*Goal:* Please format the entries below as a numbered list, dropping any blank lines and leaving the pictures out of your answer.

*Records shown:*
============
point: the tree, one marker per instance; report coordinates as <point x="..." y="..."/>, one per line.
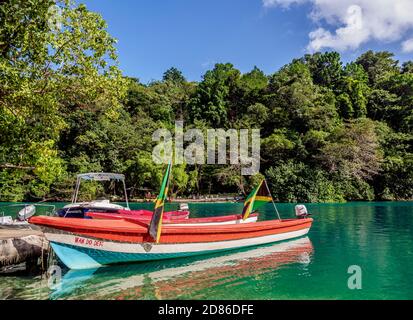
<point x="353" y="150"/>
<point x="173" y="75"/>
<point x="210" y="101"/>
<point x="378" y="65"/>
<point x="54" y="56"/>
============
*Exercise output:*
1. point: the tree, one marker per instance; report coordinates as <point x="..." y="..."/>, one per line.
2. <point x="353" y="150"/>
3. <point x="173" y="75"/>
4. <point x="210" y="101"/>
5. <point x="378" y="65"/>
6. <point x="54" y="56"/>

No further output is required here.